_The exercise_. Please output the lines from the line with "# Trace the outline of every instance of the blurred" to the line with "M82 84L79 78L68" in the listing below as a numbered list, leaving out blank lines.

_Supplied entries_.
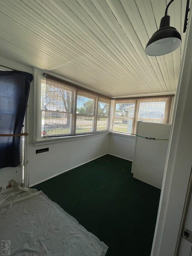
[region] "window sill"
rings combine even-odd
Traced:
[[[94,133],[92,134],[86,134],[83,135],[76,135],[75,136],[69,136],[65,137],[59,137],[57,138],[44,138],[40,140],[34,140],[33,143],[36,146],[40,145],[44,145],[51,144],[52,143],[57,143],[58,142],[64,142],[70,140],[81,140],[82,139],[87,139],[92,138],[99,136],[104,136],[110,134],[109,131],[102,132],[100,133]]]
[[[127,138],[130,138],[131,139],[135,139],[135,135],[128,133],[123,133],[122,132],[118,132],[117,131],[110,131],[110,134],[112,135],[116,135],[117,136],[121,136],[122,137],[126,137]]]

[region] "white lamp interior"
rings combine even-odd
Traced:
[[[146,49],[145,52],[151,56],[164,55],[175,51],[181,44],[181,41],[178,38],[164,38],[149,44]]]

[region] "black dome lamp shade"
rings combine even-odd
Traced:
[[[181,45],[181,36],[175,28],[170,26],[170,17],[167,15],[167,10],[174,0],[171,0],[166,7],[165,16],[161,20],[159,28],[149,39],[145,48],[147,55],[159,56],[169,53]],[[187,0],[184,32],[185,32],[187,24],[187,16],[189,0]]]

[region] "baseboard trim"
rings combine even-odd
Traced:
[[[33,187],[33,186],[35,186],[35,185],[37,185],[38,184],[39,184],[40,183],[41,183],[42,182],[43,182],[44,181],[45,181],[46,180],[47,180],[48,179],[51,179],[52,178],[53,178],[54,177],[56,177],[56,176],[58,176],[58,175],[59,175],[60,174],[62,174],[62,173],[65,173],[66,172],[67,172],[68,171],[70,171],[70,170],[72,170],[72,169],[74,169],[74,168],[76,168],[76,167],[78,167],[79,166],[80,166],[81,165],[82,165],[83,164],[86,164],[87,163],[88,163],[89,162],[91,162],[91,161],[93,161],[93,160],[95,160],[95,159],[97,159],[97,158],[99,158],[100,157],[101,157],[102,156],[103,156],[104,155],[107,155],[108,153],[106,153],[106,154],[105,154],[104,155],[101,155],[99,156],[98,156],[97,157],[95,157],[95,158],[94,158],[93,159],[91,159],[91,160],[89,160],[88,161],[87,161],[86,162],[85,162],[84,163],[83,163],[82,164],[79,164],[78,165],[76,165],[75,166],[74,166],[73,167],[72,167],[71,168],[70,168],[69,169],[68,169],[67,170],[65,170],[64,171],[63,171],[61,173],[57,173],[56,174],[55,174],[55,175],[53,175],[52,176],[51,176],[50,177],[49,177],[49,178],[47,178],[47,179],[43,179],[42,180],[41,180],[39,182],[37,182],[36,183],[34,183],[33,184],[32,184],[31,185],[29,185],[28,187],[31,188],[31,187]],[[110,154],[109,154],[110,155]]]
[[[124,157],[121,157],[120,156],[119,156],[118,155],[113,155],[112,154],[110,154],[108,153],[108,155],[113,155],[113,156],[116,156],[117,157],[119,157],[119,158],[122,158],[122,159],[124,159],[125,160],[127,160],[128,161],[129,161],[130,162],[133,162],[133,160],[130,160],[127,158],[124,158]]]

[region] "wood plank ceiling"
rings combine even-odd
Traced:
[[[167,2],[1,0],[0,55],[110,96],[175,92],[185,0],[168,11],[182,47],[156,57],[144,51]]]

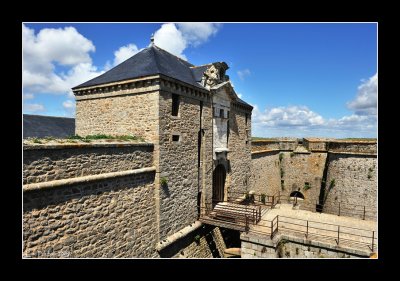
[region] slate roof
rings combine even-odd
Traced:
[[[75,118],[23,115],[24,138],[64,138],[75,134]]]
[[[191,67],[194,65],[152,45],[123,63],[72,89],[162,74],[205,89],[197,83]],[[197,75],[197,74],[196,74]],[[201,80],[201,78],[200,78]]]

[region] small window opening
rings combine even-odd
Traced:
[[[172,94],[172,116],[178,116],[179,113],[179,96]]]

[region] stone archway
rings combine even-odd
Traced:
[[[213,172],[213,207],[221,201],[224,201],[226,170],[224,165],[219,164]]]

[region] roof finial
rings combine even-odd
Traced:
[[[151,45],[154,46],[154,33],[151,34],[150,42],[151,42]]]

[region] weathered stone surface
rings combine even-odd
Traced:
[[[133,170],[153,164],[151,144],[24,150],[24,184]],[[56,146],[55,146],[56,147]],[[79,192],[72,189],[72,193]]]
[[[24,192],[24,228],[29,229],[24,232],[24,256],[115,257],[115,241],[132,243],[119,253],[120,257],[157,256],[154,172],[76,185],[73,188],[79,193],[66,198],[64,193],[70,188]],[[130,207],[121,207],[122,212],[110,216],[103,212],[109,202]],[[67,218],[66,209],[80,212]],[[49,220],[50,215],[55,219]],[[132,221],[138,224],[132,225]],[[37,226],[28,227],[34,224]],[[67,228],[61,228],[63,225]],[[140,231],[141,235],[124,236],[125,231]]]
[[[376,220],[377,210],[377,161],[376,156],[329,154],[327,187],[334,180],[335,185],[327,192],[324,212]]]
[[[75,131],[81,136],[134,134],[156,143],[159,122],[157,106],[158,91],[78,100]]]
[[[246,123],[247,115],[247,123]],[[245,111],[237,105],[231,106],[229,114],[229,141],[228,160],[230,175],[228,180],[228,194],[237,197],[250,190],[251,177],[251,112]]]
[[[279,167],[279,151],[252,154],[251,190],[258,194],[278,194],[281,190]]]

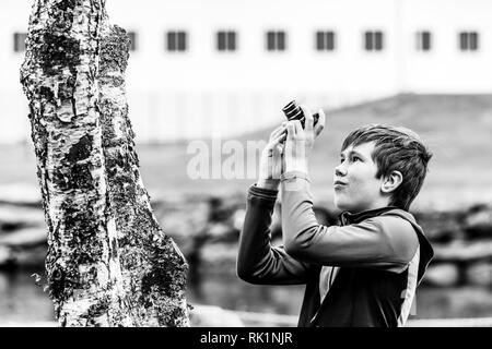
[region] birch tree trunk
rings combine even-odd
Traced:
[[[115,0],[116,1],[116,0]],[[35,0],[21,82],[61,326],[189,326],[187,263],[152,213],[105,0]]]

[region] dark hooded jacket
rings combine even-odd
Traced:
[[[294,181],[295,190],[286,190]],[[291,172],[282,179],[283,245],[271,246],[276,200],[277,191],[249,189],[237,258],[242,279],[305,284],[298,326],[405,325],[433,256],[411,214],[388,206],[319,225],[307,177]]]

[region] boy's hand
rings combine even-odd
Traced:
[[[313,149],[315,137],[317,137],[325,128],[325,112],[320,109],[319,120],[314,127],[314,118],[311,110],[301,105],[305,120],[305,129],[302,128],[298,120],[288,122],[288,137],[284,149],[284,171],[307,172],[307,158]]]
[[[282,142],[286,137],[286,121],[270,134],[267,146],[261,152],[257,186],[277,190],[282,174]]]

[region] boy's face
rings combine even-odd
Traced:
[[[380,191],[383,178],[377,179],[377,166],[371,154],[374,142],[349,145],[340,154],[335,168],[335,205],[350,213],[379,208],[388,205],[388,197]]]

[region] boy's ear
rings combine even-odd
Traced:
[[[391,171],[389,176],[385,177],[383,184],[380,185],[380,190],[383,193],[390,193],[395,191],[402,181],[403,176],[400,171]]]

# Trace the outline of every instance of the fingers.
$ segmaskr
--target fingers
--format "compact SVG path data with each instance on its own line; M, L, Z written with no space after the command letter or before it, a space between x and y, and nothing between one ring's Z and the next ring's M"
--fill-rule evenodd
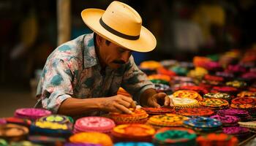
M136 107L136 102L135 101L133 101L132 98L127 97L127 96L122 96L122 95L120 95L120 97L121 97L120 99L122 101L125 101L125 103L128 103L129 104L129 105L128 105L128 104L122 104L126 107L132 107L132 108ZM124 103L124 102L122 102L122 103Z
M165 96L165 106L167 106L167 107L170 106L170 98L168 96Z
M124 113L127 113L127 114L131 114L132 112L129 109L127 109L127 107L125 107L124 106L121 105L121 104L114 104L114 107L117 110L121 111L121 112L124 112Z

---

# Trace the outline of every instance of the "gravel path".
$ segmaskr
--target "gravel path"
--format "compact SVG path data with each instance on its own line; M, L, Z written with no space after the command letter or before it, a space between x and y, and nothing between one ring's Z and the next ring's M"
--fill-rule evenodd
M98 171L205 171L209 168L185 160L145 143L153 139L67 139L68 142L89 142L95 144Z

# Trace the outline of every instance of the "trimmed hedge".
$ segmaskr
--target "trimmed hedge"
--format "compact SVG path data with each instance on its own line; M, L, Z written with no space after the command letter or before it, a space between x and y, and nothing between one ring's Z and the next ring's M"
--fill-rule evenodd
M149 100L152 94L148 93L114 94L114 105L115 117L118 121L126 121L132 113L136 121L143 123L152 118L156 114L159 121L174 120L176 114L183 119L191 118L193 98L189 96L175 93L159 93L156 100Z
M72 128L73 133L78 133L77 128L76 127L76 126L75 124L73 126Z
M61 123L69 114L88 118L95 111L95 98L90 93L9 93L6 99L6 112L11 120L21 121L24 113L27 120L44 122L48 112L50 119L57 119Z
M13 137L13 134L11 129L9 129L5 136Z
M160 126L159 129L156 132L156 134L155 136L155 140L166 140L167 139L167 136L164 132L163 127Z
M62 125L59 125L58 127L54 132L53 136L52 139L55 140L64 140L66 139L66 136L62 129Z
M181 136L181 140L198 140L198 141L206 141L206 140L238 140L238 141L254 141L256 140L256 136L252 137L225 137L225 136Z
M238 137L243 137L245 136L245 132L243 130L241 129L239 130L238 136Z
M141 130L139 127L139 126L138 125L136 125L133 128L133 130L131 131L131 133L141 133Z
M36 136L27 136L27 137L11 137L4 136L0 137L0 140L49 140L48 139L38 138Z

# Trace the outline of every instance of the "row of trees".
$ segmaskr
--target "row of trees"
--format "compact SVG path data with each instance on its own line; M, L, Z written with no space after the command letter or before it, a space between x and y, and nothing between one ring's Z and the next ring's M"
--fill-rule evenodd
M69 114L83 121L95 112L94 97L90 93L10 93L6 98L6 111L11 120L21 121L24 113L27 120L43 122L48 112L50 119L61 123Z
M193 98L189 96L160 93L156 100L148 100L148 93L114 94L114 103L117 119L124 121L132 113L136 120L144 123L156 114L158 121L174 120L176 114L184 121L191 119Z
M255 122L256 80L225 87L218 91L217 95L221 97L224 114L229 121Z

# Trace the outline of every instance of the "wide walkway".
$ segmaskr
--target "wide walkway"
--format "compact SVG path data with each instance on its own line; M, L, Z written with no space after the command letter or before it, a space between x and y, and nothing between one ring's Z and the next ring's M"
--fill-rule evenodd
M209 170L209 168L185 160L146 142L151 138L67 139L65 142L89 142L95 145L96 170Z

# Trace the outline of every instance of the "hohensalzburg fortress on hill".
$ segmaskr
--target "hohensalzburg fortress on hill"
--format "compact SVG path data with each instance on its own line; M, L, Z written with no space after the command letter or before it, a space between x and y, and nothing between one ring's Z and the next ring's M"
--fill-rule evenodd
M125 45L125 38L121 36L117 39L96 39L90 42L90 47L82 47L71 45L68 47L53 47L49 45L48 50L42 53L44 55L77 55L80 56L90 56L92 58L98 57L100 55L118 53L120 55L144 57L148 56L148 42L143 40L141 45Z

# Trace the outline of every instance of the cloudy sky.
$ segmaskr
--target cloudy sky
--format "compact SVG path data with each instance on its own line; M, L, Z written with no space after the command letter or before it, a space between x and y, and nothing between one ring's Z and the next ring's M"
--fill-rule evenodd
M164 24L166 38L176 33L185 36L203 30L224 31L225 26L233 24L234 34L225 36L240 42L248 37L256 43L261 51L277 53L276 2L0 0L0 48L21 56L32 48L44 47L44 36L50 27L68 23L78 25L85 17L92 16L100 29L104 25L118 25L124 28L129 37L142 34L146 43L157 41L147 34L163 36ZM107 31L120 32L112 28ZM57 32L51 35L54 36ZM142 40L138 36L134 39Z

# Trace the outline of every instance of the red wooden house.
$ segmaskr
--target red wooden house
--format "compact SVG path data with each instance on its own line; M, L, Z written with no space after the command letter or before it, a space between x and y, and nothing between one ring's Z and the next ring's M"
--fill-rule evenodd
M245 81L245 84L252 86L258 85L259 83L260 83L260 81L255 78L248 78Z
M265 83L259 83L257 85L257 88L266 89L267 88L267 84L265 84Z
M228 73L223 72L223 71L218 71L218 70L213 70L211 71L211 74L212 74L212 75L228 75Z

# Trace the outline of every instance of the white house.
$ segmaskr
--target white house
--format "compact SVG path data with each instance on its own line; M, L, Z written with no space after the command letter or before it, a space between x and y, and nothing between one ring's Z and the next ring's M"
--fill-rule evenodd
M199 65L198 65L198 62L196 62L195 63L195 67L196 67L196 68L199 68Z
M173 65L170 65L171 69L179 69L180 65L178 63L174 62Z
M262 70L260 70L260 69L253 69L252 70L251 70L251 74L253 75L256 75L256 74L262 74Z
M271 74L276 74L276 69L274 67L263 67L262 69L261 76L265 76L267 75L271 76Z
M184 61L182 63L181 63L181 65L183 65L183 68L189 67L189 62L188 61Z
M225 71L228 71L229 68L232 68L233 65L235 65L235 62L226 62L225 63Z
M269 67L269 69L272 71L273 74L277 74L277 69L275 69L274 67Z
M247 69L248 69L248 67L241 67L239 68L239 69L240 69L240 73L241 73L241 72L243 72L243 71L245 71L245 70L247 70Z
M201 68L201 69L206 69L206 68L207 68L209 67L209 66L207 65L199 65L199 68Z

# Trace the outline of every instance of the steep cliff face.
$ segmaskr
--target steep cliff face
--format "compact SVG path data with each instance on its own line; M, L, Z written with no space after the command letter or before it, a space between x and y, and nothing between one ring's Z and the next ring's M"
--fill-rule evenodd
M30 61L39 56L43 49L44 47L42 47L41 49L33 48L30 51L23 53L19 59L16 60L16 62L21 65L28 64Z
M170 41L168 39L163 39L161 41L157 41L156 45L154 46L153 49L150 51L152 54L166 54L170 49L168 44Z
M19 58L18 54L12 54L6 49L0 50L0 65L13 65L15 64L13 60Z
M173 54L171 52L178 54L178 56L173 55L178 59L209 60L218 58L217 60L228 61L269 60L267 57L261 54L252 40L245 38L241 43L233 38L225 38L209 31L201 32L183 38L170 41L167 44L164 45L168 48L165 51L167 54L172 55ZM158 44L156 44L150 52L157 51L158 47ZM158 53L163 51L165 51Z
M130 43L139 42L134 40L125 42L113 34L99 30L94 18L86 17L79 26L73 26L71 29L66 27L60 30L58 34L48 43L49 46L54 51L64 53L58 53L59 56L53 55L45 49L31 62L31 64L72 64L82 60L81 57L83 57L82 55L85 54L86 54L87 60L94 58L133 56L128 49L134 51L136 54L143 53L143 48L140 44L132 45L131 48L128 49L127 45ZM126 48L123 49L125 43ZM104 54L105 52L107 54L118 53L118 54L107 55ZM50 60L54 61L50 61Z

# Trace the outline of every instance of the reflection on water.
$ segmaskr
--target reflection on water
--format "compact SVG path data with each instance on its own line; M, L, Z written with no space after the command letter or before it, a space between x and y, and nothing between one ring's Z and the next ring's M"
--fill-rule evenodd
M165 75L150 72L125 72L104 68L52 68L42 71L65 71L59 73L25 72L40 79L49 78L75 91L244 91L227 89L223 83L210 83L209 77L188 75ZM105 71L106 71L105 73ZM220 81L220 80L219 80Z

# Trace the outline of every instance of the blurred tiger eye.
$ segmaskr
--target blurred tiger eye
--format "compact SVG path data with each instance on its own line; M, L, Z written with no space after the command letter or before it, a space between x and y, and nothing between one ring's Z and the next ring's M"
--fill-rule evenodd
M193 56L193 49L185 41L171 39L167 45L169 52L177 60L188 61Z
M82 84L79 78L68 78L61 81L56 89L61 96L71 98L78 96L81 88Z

_Reply to the task_.
1. # Trace the outline of every instance of the blurred tiger eye.
2. $ segmaskr
3. --target blurred tiger eye
4. --format "compact SVG path data with each instance on its own line; M, L, Z written with no space after the command letter or before it, a space between x and y, and nothing between one ring's Z and the next ring's M"
5. --fill-rule evenodd
6. M193 56L193 49L185 41L171 39L167 45L169 52L177 60L188 61Z
7. M82 84L79 78L68 78L61 81L56 89L61 96L71 98L78 96L81 88Z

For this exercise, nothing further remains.